• _Task requirements_:
Write out exactly the lines from the one containing "Target: whole strawberry" through the last line of the records below, and no others.

• _Data extracts_:
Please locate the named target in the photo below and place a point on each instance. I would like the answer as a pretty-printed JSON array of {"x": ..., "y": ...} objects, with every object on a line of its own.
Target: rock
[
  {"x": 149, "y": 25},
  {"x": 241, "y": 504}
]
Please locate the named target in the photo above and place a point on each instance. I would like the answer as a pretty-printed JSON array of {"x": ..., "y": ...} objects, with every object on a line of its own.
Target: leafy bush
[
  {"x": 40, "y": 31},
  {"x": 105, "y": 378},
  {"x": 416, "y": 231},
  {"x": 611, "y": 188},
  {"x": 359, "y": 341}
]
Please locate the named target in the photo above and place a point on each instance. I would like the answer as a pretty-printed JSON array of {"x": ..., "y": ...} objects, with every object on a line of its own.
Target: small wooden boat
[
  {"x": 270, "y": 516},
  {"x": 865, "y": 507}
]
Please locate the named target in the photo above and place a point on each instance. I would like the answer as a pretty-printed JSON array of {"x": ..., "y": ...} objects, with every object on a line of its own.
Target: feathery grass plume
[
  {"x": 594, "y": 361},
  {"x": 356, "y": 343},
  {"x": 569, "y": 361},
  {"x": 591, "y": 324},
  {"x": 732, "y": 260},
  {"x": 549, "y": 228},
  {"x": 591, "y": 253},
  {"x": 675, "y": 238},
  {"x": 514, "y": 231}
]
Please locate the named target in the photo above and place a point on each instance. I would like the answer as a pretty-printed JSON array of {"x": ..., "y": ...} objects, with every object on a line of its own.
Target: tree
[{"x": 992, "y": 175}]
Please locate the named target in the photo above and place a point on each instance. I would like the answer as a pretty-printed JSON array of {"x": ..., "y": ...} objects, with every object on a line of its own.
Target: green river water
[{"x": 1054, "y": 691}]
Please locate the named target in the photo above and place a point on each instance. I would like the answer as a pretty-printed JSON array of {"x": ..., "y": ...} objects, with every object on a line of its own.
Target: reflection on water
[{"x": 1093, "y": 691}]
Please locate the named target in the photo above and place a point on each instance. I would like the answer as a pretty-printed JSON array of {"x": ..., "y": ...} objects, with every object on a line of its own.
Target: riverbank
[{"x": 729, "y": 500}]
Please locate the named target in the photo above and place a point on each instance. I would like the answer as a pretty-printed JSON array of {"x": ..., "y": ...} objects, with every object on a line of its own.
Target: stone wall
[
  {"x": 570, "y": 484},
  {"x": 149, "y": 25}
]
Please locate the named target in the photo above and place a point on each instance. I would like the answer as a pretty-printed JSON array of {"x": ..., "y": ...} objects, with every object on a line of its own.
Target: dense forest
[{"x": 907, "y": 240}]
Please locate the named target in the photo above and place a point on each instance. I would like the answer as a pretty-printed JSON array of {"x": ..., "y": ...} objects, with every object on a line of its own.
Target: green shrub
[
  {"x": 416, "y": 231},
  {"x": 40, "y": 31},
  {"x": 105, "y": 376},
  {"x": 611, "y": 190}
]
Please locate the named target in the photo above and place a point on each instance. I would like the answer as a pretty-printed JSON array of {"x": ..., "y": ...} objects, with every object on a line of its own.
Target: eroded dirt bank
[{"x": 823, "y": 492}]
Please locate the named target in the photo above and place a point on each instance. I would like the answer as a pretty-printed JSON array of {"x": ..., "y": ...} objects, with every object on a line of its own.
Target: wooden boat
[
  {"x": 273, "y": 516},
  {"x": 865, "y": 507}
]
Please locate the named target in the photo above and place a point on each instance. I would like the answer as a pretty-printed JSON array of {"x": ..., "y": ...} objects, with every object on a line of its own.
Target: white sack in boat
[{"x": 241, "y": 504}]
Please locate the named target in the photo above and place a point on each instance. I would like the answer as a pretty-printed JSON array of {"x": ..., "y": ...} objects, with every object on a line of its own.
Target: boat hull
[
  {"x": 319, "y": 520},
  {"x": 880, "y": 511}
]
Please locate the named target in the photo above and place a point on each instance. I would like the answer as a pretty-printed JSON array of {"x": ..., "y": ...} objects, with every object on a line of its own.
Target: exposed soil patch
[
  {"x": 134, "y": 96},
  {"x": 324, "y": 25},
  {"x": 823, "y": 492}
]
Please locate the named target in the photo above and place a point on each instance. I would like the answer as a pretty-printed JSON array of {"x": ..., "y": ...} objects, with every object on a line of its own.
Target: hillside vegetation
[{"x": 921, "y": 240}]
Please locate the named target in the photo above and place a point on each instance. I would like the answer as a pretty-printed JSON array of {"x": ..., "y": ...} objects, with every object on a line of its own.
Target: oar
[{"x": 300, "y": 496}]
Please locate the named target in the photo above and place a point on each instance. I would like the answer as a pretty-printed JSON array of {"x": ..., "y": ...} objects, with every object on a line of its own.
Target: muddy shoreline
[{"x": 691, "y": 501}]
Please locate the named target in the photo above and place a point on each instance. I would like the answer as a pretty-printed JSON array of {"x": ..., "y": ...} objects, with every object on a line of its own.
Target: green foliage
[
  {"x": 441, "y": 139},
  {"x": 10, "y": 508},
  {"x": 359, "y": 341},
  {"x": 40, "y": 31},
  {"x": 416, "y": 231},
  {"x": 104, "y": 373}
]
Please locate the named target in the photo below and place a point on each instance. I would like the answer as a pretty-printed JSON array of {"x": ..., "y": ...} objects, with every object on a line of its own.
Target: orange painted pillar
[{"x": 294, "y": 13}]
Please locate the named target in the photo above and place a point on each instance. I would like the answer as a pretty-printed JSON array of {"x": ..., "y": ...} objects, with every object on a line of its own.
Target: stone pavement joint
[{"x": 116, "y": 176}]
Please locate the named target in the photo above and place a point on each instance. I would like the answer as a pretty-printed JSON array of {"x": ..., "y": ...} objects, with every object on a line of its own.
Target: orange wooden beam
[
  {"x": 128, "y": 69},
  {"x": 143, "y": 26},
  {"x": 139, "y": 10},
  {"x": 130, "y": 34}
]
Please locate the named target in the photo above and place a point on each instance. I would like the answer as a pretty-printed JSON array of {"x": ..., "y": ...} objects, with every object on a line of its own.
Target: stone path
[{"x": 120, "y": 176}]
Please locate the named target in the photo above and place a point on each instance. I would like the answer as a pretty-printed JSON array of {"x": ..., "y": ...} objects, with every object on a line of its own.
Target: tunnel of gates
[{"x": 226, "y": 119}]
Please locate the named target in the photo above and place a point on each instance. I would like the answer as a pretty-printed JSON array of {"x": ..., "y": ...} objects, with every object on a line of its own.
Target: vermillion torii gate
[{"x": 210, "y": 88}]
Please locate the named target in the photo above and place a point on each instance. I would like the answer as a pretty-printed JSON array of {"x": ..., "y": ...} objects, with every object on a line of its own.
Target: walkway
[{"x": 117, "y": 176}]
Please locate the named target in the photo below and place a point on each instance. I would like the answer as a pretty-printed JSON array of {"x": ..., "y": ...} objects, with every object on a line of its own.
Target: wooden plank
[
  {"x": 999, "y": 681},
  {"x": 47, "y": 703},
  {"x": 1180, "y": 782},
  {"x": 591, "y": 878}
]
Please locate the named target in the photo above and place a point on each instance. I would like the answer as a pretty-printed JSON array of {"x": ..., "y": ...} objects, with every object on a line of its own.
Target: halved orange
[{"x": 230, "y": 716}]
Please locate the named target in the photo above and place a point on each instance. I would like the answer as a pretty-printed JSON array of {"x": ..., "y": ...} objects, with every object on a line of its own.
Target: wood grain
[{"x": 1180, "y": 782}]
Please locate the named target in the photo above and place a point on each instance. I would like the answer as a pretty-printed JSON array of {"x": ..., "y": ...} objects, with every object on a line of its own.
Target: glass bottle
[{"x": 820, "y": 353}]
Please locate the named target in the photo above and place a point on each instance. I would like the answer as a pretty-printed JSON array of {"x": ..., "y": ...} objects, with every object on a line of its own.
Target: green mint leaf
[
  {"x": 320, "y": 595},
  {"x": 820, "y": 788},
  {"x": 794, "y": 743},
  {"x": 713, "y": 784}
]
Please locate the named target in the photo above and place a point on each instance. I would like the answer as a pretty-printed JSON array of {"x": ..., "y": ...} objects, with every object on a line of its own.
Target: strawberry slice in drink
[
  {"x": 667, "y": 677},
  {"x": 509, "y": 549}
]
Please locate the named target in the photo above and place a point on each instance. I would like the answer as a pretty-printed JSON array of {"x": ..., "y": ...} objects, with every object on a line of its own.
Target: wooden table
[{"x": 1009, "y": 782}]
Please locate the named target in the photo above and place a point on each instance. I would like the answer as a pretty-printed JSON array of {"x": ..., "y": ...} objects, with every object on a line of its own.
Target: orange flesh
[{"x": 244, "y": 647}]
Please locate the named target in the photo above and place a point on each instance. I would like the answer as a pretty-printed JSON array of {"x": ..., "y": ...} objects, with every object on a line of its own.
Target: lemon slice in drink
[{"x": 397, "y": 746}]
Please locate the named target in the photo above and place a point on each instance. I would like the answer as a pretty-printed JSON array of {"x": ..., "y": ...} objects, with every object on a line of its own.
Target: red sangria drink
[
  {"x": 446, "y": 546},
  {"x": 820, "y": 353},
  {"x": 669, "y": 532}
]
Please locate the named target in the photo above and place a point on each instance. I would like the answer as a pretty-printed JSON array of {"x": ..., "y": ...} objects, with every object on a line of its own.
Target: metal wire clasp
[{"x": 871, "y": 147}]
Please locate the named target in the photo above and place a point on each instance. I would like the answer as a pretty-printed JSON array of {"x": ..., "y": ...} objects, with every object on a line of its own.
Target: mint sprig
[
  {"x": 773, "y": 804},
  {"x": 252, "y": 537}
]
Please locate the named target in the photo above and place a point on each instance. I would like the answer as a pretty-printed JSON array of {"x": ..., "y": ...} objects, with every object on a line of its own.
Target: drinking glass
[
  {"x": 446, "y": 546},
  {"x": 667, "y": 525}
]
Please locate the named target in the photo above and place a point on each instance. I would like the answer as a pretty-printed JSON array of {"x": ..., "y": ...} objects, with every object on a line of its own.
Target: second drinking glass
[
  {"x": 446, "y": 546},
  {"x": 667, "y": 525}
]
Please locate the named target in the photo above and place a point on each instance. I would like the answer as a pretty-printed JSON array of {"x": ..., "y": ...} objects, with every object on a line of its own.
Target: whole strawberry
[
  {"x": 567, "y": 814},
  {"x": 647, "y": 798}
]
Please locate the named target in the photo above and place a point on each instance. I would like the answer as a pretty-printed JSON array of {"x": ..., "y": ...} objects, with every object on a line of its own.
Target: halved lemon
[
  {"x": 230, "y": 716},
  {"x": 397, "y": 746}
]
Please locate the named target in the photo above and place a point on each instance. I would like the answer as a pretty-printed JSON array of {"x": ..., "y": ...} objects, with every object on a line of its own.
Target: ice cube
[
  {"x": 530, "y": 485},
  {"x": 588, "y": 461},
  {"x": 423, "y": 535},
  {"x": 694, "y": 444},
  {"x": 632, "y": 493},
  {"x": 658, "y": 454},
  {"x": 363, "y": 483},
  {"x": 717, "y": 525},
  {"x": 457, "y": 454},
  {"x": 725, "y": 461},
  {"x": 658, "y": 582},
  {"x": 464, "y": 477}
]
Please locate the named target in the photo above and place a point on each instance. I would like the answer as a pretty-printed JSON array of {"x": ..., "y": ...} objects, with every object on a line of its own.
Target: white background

• _Result for this task_:
Target: whole strawberry
[
  {"x": 567, "y": 814},
  {"x": 647, "y": 798}
]
Please locate the named target in the photo above and place a point on each instance. I would like the answer as a pretty-printed JSON array of {"x": ..., "y": ...} objects, with every object on a line of its own.
Target: halved lemon
[
  {"x": 230, "y": 716},
  {"x": 397, "y": 746}
]
Please locate the named target in the photo above and place a point on each instance. I would like the answer as a pretty-printed JSON array of {"x": ..., "y": ...} objects, with every object on a line of its own.
Target: ice cube
[
  {"x": 530, "y": 485},
  {"x": 588, "y": 461},
  {"x": 423, "y": 535},
  {"x": 694, "y": 444},
  {"x": 632, "y": 493},
  {"x": 658, "y": 454},
  {"x": 363, "y": 483},
  {"x": 717, "y": 525},
  {"x": 457, "y": 454},
  {"x": 725, "y": 461},
  {"x": 658, "y": 582},
  {"x": 464, "y": 477}
]
Please locate the named target in the photo above and place a point on each instance. I would like the answer as a pretty-printed JSON array of {"x": ..., "y": ...} objects, with every object on a line of its own.
Target: white background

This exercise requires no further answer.